WHAT THE TASK ASKS >> All of the data below should be repeated exactly. Pictures should not be included.

Dataset entries >>
--- START ---
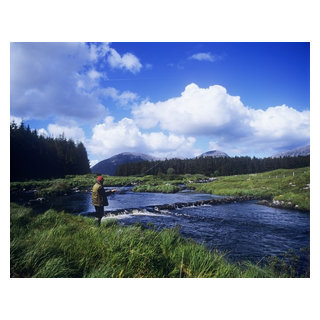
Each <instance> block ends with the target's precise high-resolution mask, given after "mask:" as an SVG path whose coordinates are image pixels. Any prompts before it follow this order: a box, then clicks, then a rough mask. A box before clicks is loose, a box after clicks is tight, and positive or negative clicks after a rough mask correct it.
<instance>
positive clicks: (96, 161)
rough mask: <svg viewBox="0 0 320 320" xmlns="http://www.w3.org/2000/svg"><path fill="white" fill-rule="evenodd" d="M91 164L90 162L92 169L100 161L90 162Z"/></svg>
mask: <svg viewBox="0 0 320 320" xmlns="http://www.w3.org/2000/svg"><path fill="white" fill-rule="evenodd" d="M89 162H90V168H92V167H93V166H94V165H96V164H97V163H98V162H99V160H90V161H89Z"/></svg>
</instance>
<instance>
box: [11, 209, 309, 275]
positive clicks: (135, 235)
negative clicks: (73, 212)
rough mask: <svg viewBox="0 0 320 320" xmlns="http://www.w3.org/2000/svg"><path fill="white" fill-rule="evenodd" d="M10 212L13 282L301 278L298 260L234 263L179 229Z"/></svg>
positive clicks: (56, 213)
mask: <svg viewBox="0 0 320 320" xmlns="http://www.w3.org/2000/svg"><path fill="white" fill-rule="evenodd" d="M10 209H11V210H10V211H11V212H10V214H11V226H10V233H11V235H10V238H11V242H10V247H11V248H10V249H11V250H10V262H11V264H10V273H11V277H12V278H16V277H20V278H22V277H27V278H30V277H35V278H51V277H53V278H82V277H86V278H136V277H137V278H179V277H180V278H181V277H189V278H198V277H200V278H206V277H214V278H265V277H267V278H269V277H272V278H275V277H296V276H297V274H296V269H295V263H297V258H296V257H292V258H290V259H289V260H288V259H285V260H284V259H279V258H275V257H271V258H270V259H269V260H268V262H267V264H265V265H264V266H260V265H258V264H253V263H251V262H241V263H240V262H239V263H230V262H228V261H227V260H226V259H225V257H224V254H223V253H221V252H218V251H209V250H208V249H207V248H206V247H205V246H203V245H200V244H197V243H195V242H194V241H193V240H190V239H185V238H182V237H181V236H180V235H179V229H178V228H174V229H163V230H161V231H158V230H155V229H154V227H153V226H152V225H149V226H147V227H143V226H142V225H133V226H129V227H124V226H120V225H119V224H117V222H116V221H114V220H107V221H104V222H103V223H102V225H101V227H100V228H99V227H96V226H95V223H94V220H93V219H90V218H85V217H81V216H74V215H71V214H68V213H65V212H56V211H54V210H52V209H50V210H47V211H46V212H44V213H40V212H37V211H34V210H33V209H31V208H26V207H22V206H19V205H17V204H14V203H12V204H11V208H10ZM300 276H301V275H300ZM302 276H306V277H308V276H309V275H308V274H305V275H302Z"/></svg>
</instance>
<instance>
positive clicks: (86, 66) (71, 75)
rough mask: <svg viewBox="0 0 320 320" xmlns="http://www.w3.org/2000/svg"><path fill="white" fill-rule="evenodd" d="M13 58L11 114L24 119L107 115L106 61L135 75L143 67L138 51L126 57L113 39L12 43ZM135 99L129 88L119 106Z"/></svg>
mask: <svg viewBox="0 0 320 320" xmlns="http://www.w3.org/2000/svg"><path fill="white" fill-rule="evenodd" d="M10 58H11V71H10V72H11V77H10V87H11V96H10V98H11V99H10V100H11V101H10V102H11V113H12V114H14V115H15V116H16V117H20V118H23V119H26V118H32V119H46V118H48V117H55V118H58V119H61V118H65V117H69V118H73V119H77V120H80V121H96V120H98V119H101V118H103V117H105V116H106V114H107V113H106V112H107V109H106V108H105V106H104V105H103V104H102V102H101V98H102V97H101V96H100V95H99V93H100V91H99V90H100V82H101V80H102V79H107V74H106V71H103V72H102V71H101V67H105V66H106V63H105V62H106V61H108V62H109V64H110V65H111V66H112V67H113V68H120V69H123V70H128V71H130V72H132V73H137V72H139V71H140V69H141V68H142V65H141V63H140V61H139V59H138V58H137V57H136V56H135V55H133V54H132V53H125V54H124V55H122V56H121V55H120V54H119V53H118V52H117V51H116V50H114V49H113V48H111V47H110V45H109V43H101V44H85V43H40V42H39V43H12V44H11V55H10ZM134 98H135V96H134V94H133V93H131V92H130V91H125V92H123V93H122V94H117V99H118V101H119V103H120V104H126V103H128V102H129V101H132V100H133V99H134Z"/></svg>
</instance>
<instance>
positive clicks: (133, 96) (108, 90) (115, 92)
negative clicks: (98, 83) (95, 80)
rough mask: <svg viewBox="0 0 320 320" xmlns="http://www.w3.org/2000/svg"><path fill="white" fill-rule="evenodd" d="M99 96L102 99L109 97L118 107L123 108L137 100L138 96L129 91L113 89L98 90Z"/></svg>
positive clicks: (136, 94)
mask: <svg viewBox="0 0 320 320" xmlns="http://www.w3.org/2000/svg"><path fill="white" fill-rule="evenodd" d="M100 94H101V95H102V96H104V97H110V98H112V99H113V100H115V101H117V102H118V103H119V104H120V105H122V106H124V105H127V104H128V103H130V102H133V101H135V100H136V99H137V98H138V95H137V94H136V93H134V92H131V91H123V92H122V93H119V91H118V90H117V89H115V88H112V87H108V88H104V89H101V90H100Z"/></svg>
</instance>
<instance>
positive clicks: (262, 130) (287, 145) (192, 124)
mask: <svg viewBox="0 0 320 320" xmlns="http://www.w3.org/2000/svg"><path fill="white" fill-rule="evenodd" d="M133 117H134V119H135V121H136V123H137V124H138V125H139V126H141V127H142V128H144V129H151V128H153V127H156V126H158V125H159V126H160V128H161V129H163V130H167V131H169V132H172V133H175V134H180V135H184V136H186V135H193V136H199V135H200V136H206V137H209V138H210V139H212V141H215V143H216V146H220V147H221V148H220V149H221V150H222V151H225V150H226V149H231V148H230V146H231V145H233V146H235V145H237V147H236V148H237V149H236V150H237V151H239V152H241V151H243V152H245V151H246V150H247V148H248V147H250V148H255V150H258V149H259V150H266V149H269V150H270V151H271V152H272V150H276V149H277V148H280V147H281V148H286V147H291V146H299V145H303V144H307V143H309V139H310V112H309V111H297V110H295V109H293V108H290V107H288V106H285V105H283V106H276V107H270V108H268V109H267V110H256V109H253V108H249V107H246V106H244V105H243V103H242V102H241V100H240V97H238V96H231V95H229V94H228V93H227V91H226V89H225V88H223V87H222V86H219V85H214V86H210V87H209V88H205V89H203V88H199V87H198V86H197V85H196V84H194V83H192V84H190V85H188V86H187V87H186V88H185V90H184V91H183V92H182V94H181V96H180V97H175V98H171V99H168V100H166V101H160V102H157V103H152V102H150V101H145V102H143V103H141V104H140V105H137V106H135V107H134V109H133ZM233 150H235V149H233Z"/></svg>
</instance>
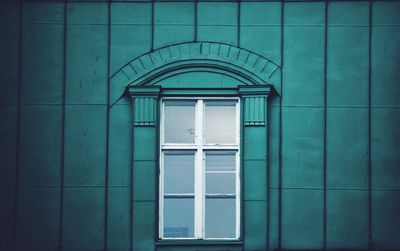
--- END ---
SOLUTION >>
Each <instance> block ends with the target's precise high-resolution mask, given after "mask:" as an SVG path whose coordinates are image pixels. Any prompts before it follow this order: a box, then clicks, then a rough mask. A box before clicks is loose, a box after clicks is tight, and positive or negative clicks after a rough mask correct it.
<instance>
positive clicks: (96, 161)
rough mask: <svg viewBox="0 0 320 320" xmlns="http://www.w3.org/2000/svg"><path fill="white" fill-rule="evenodd" d="M91 164L90 162L92 169L100 161L90 162Z"/></svg>
mask: <svg viewBox="0 0 320 320" xmlns="http://www.w3.org/2000/svg"><path fill="white" fill-rule="evenodd" d="M89 162H90V168H92V167H93V166H94V165H96V164H97V163H98V162H99V160H90V161H89Z"/></svg>
</instance>
<instance>
box: [11, 209, 309, 275]
positive clicks: (135, 235)
negative clicks: (73, 212)
rough mask: <svg viewBox="0 0 320 320" xmlns="http://www.w3.org/2000/svg"><path fill="white" fill-rule="evenodd" d="M10 212L13 282L301 278L298 260L234 263L179 229Z"/></svg>
positive clicks: (56, 213)
mask: <svg viewBox="0 0 320 320" xmlns="http://www.w3.org/2000/svg"><path fill="white" fill-rule="evenodd" d="M10 209H11V210H10V211H11V212H10V214H11V226H10V233H11V235H10V238H11V242H10V247H11V248H10V249H11V250H10V262H11V264H10V273H11V277H12V278H16V277H20V278H22V277H27V278H30V277H35V278H51V277H53V278H82V277H86V278H136V277H137V278H179V277H180V278H181V277H189V278H198V277H200V278H206V277H214V278H265V277H267V278H269V277H272V278H275V277H296V276H297V274H296V269H295V263H297V258H296V257H292V258H290V259H289V260H288V259H285V260H284V259H279V258H275V257H271V258H270V259H269V260H268V262H267V264H265V265H264V266H260V265H258V264H253V263H251V262H241V263H240V262H239V263H230V262H228V261H227V260H226V259H225V257H224V254H223V253H221V252H218V251H209V250H208V249H207V248H206V247H205V246H203V245H200V244H197V243H195V242H194V241H193V240H190V239H185V238H182V237H181V236H180V235H179V229H178V228H174V229H163V230H161V231H158V230H155V229H154V227H153V226H152V225H149V226H147V227H143V226H142V225H133V226H129V227H124V226H120V225H119V224H117V222H116V221H114V220H107V221H104V222H103V223H102V225H101V227H100V228H99V227H96V226H95V223H94V220H93V219H90V218H85V217H81V216H74V215H71V214H68V213H65V212H56V211H54V210H52V209H50V210H47V211H46V212H44V213H40V212H37V211H34V210H33V209H31V208H26V207H22V206H19V205H17V204H14V203H12V204H11V208H10ZM300 276H301V275H300ZM302 276H306V277H308V276H309V275H308V274H305V275H302Z"/></svg>
</instance>
<instance>
positive clicks: (86, 66) (71, 75)
rough mask: <svg viewBox="0 0 320 320" xmlns="http://www.w3.org/2000/svg"><path fill="white" fill-rule="evenodd" d="M13 58L11 114L24 119L107 115L106 61L135 75L143 67L138 51L126 57L113 39L12 43ZM135 99L129 88L119 106Z"/></svg>
mask: <svg viewBox="0 0 320 320" xmlns="http://www.w3.org/2000/svg"><path fill="white" fill-rule="evenodd" d="M10 58H11V71H10V72H11V77H10V87H11V96H10V98H11V99H10V100H11V101H10V102H11V113H12V114H14V115H15V116H16V117H20V118H23V119H26V118H32V119H46V118H48V117H55V118H58V119H61V118H65V117H69V118H73V119H77V120H80V121H96V120H98V119H101V118H103V117H105V116H106V114H107V113H106V112H107V109H106V108H105V106H104V105H103V104H102V102H101V98H102V97H101V96H100V95H99V93H100V91H99V90H100V82H101V80H102V79H107V74H106V71H103V72H102V71H101V67H105V66H106V63H105V62H106V61H108V62H109V64H110V65H111V66H112V67H113V68H120V69H123V70H128V71H130V72H132V73H137V72H139V71H140V69H141V68H142V65H141V63H140V61H139V59H138V58H137V57H136V56H135V55H133V54H132V53H125V54H124V55H122V56H121V55H120V54H119V53H118V52H117V51H116V50H114V49H113V48H111V47H110V45H109V43H101V44H85V43H40V42H39V43H12V44H11V55H10ZM134 98H135V96H134V94H133V93H131V92H130V91H125V92H123V93H122V94H117V99H118V101H119V103H120V104H126V103H128V102H129V101H132V100H133V99H134Z"/></svg>
</instance>
<instance>
positive clicks: (133, 96) (108, 90) (115, 92)
negative clicks: (98, 83) (95, 80)
rough mask: <svg viewBox="0 0 320 320" xmlns="http://www.w3.org/2000/svg"><path fill="white" fill-rule="evenodd" d="M99 96L102 99L109 97L118 107L123 108L137 100L138 96L129 91L113 89L98 90Z"/></svg>
positive clicks: (136, 94)
mask: <svg viewBox="0 0 320 320" xmlns="http://www.w3.org/2000/svg"><path fill="white" fill-rule="evenodd" d="M100 94H101V95H102V96H104V97H110V98H112V99H113V100H115V101H117V102H118V103H119V104H120V105H122V106H124V105H127V104H128V103H130V102H133V101H135V100H136V99H137V98H138V95H137V94H136V93H134V92H131V91H123V92H122V93H119V91H118V90H117V89H115V88H112V87H108V88H104V89H101V90H100Z"/></svg>
</instance>
<instance>
positive clicks: (262, 130) (287, 145) (192, 124)
mask: <svg viewBox="0 0 320 320" xmlns="http://www.w3.org/2000/svg"><path fill="white" fill-rule="evenodd" d="M133 117H134V119H135V121H136V123H137V124H138V125H139V126H141V127H142V128H144V129H151V128H153V127H156V126H158V125H159V126H160V128H161V129H163V130H167V131H169V132H172V133H175V134H180V135H184V136H186V135H193V136H199V135H200V136H206V137H209V138H210V139H212V141H215V143H216V146H220V147H221V148H220V149H221V150H222V151H225V150H226V149H231V148H230V146H231V145H233V146H235V145H237V147H236V148H237V149H236V150H237V151H239V152H241V151H243V152H245V151H246V150H247V148H248V147H250V148H255V150H258V149H259V150H266V149H269V150H270V151H271V152H272V150H276V149H277V148H280V147H281V148H286V147H291V146H299V145H303V144H307V143H309V139H310V112H309V111H297V110H295V109H293V108H290V107H288V106H285V105H283V106H276V107H270V108H268V109H267V110H256V109H253V108H249V107H246V106H244V105H243V103H242V102H241V100H240V97H238V96H231V95H229V94H228V93H227V91H226V89H225V88H223V87H222V86H219V85H214V86H210V87H209V88H205V89H203V88H199V87H198V86H197V85H196V84H194V83H192V84H190V85H188V86H187V87H186V88H185V90H184V91H183V92H182V94H181V96H180V97H175V98H171V99H168V100H166V101H160V102H157V103H152V102H150V101H145V102H143V103H141V104H140V105H137V106H135V107H134V109H133ZM233 150H235V149H233Z"/></svg>
</instance>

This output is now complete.